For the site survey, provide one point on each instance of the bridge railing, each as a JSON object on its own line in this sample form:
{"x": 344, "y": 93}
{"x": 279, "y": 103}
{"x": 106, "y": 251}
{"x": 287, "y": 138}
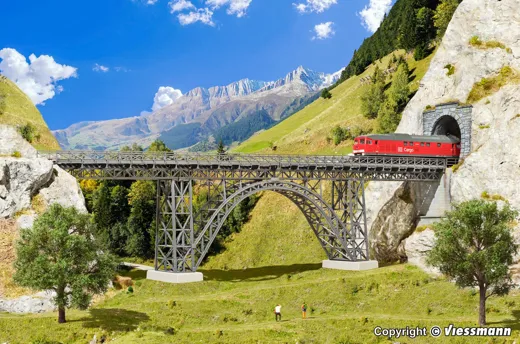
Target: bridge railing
{"x": 244, "y": 160}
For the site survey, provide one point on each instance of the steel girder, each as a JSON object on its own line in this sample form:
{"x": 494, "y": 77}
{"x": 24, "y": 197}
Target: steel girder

================

Prompt
Transcribe the listing exactly, skipping pictures.

Expected answer
For the site survey, provide one point on each instance of the bridge railing, each as a JSON object on its own line in this sample form:
{"x": 344, "y": 93}
{"x": 279, "y": 103}
{"x": 106, "y": 251}
{"x": 287, "y": 138}
Target: bridge railing
{"x": 244, "y": 160}
For the site survey, provide one point on each instance of the steel girder, each as a JSON object on its own line in this sample form:
{"x": 494, "y": 77}
{"x": 24, "y": 197}
Target: steel girder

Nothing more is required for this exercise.